» **Text segment**:
'''
In the museum of my life, there is an entire wing made up of paintings and moving pictures of my wrongness, the snippets are burned in my memory for always.

This frame holds the moment I first asked for a seatbelt extender on an airplane.

This screen replays the exasperated defeat and disappointment in finding that the "plus" department only reaches size 24.

This photo captures me sitting alone, knowing that my blind date showed up and left because they did not like what they saw.

On this wall, a photomosaic of the faces of the men who've liked me because I was fat, not in spite of it, the BBW fetishists who mask objectification in a paper thin layer of desire.  The man who rubbed himself on my belly fat before I knew what was happening, and to whom I was too shocked and ashamed to object.  The one who disappointedly says "you've lost weight" when I get naked, even though I haven't.
'''
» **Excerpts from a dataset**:
'''
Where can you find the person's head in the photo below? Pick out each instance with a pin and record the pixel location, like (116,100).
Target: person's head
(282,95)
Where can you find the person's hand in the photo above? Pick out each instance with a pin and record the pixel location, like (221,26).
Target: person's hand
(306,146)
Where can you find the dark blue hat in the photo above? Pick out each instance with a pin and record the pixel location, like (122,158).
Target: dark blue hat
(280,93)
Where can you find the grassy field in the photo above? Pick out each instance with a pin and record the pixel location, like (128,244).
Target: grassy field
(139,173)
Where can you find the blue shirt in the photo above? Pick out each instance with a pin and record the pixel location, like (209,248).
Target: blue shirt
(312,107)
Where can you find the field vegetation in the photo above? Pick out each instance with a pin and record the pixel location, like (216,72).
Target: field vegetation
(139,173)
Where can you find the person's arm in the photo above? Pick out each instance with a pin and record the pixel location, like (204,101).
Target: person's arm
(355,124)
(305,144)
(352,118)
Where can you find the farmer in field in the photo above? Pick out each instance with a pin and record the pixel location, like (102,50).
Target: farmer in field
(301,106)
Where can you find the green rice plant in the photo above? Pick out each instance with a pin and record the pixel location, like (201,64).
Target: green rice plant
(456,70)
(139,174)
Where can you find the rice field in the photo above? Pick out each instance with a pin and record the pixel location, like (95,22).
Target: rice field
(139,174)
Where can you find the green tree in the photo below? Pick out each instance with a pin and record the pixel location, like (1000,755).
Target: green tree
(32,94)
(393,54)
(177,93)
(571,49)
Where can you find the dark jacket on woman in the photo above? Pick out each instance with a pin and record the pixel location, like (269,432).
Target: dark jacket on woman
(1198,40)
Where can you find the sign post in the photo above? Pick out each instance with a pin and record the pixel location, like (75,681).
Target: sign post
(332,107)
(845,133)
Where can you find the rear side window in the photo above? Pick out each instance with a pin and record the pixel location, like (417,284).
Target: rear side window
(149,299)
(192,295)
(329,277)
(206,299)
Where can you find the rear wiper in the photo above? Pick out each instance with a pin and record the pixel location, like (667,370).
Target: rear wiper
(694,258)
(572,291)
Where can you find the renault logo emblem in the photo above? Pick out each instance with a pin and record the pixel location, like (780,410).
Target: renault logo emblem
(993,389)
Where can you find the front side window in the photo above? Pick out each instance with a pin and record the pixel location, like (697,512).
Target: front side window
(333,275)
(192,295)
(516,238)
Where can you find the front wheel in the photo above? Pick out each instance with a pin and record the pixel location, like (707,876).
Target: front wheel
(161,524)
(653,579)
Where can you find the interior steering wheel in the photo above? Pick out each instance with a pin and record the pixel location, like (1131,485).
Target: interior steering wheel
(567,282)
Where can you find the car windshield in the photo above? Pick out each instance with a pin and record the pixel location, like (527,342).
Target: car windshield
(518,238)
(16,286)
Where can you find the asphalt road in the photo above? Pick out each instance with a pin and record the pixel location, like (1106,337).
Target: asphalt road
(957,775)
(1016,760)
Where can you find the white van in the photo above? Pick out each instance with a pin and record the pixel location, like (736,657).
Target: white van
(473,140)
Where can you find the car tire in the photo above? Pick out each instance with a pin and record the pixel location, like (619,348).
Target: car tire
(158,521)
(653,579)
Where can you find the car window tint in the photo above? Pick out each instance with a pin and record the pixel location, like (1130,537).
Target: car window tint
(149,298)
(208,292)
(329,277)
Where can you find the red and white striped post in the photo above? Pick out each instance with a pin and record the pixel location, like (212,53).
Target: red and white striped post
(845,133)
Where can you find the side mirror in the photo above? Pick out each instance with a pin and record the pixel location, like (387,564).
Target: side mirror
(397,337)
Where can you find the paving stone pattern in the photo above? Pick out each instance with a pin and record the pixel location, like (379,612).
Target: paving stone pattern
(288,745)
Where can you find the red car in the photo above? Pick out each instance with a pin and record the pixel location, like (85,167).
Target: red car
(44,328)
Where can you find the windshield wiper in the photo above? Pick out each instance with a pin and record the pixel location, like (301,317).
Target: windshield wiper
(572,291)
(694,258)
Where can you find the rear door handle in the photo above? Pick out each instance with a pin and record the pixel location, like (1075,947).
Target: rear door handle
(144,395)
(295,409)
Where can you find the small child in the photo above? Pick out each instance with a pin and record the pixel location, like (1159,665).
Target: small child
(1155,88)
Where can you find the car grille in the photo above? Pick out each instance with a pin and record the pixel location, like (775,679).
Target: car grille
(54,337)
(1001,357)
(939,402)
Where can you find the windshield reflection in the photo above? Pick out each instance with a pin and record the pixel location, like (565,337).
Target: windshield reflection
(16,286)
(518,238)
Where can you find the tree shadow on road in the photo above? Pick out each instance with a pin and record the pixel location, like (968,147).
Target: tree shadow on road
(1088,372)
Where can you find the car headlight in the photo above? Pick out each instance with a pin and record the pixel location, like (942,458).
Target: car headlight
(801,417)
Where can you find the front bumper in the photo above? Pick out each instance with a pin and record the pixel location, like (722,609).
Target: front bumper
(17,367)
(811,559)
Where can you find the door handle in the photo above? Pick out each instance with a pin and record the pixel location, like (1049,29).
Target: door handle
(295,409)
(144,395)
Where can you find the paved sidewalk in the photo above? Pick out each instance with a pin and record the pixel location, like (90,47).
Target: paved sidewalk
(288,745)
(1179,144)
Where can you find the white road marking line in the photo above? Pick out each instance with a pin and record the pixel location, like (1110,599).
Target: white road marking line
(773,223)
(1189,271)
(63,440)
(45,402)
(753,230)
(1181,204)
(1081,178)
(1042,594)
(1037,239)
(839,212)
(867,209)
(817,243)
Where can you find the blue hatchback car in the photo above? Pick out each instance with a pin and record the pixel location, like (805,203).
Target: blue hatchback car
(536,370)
'''
» **Exercise tasks**:
**1.** Repeat the stretch of the museum passage from "This photo captures" through "though I haven't.", word for word.
**2.** In the museum passage, what is the largest size the "plus" department reaches?
The listing has no connection to the museum passage.

» **Answer list**:
**1.**
This photo captures me sitting alone, knowing that my blind date showed up and left because they did not like what they saw.

On this wall, a photomosaic of the faces of the men who've liked me because I was fat, not in spite of it, the BBW fetishists who mask objectification in a paper thin layer of desire.  The man who rubbed himself on my belly fat before I knew what was happening, and to whom I was too shocked and ashamed to object.  The one who disappointedly says "you've lost weight" when I get naked, even though I haven't.

**2.** Size 24.